Edible
How to Plant a Pineapple Top (Crown Rooting Guide)
Plant a pineapple top the right way — twist off the crown, strip lower leaves, dry 2–3 days, root in water or soil, and wait 18–24 months for fruit indoors.
On this page
- Quick answer + realistic expectations
- Choose the right pineapple
- Twist vs cut — why it matters
- Strip and dry
- Water rooting vs soil rooting
- Plant in soil
- Light and warmth requirements
- Watering routine
- How long until fruit
- Forcing flower with the apple + plastic bag trick
- Common mistakes to avoid
- Troubleshooting
- Related reading
- A note on conditions
Watch the visual walkthrough
Regrow Pineapples from Store Bought Pineapples!
In this video, I show you how to regrow pineapples from store-bought or supermarket pineapples! Birdies Raised Garden Beds ...
Yes — you can grow a pineapple from a grocery-store crown. The twist-off technique actually works, the rooting process is low-effort, and the plant itself makes a striking tropical houseplant while you wait.
Be realistic about timing first, though. Growing a pineapple indoors takes patience. Expect 18–24 months before you see a flower, and often 3 or more years before fruit ripens. The fruit you get indoors will probably be smaller than store-bought. You’re doing this for the experience, the learning, and the very genuine satisfaction of eating something you grew from a scrap.
This guide covers every step: how to remove the crown correctly, why drying matters, water vs soil rooting, what the plant needs to thrive indoors, and how to force it into flowering with a ripe apple and a plastic bag.
Quick answer + realistic expectations
Twist the crown off a ripe pineapple — don’t cut it. Strip the bottom 2.5 cm (1 in) of leaves to expose the stump. Dry upside-down for 2–3 days. Root in 2–3 cm (1 in) of water (roots in 3–5 weeks) or push the stump directly into moist tropical potting mix. Once rooted, pot into a 25–30 cm (10–12 in) well-draining pot in the brightest spot you have. Keep above 18°C (65°F), water when the top 2.5 cm (1 in) of soil is dry, and feed monthly. Expect a flower bud in 18–24 months indoors — sometimes 3+ years. Zones 9 and below: keep it indoors year-round.

• _Dataset excerpts_:

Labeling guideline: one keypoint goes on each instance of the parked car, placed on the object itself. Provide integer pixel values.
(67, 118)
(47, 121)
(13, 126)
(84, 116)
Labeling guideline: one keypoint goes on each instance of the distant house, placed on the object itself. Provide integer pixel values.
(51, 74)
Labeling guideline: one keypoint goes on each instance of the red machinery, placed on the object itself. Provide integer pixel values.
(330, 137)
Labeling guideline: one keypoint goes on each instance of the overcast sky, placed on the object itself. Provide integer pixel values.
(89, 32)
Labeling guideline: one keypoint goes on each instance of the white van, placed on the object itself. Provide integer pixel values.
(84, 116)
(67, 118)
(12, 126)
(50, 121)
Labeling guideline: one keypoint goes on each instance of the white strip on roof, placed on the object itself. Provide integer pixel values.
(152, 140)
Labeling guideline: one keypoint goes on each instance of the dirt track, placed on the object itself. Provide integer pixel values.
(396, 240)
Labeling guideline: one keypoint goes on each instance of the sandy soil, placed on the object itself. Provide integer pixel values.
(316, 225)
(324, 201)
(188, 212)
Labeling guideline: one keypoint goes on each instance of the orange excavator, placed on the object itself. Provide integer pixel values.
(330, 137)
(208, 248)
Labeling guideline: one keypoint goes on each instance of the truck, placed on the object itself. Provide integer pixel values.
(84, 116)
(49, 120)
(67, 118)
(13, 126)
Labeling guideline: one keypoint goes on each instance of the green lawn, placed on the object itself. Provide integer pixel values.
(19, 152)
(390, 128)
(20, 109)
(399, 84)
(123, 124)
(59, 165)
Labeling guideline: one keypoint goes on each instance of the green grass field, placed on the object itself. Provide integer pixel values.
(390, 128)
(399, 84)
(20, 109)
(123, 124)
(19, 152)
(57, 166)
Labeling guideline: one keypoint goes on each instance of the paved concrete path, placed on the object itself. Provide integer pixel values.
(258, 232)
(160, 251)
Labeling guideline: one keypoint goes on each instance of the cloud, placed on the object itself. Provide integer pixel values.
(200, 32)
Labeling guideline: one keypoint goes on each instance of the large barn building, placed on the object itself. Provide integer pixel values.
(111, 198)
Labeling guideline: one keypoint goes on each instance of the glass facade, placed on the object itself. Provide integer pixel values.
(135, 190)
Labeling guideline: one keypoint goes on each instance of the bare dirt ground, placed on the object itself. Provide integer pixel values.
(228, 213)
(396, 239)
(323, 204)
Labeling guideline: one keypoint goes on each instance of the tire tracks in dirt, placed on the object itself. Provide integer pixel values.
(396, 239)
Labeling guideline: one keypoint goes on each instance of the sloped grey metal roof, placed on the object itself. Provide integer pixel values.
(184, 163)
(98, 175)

• _Objectives_:
• a. Reproduce the pineapple-top guide verbatim from "This guide covers" to "a plastic bag.".
• b. Return each line of the rows that includes the string "green".

• _Responses for each task_:
• a.
This guide covers every step: how to remove the crown correctly, why drying matters, water vs soil rooting, what the plant needs to thrive indoors, and how to force it into flowering with a ripe apple and a plastic bag.

• b.
Labeling guideline: one keypoint goes on each instance of the green lawn, placed on the object itself. Provide integer pixel values.
Labeling guideline: one keypoint goes on each instance of the green grass field, placed on the object itself. Provide integer pixel values.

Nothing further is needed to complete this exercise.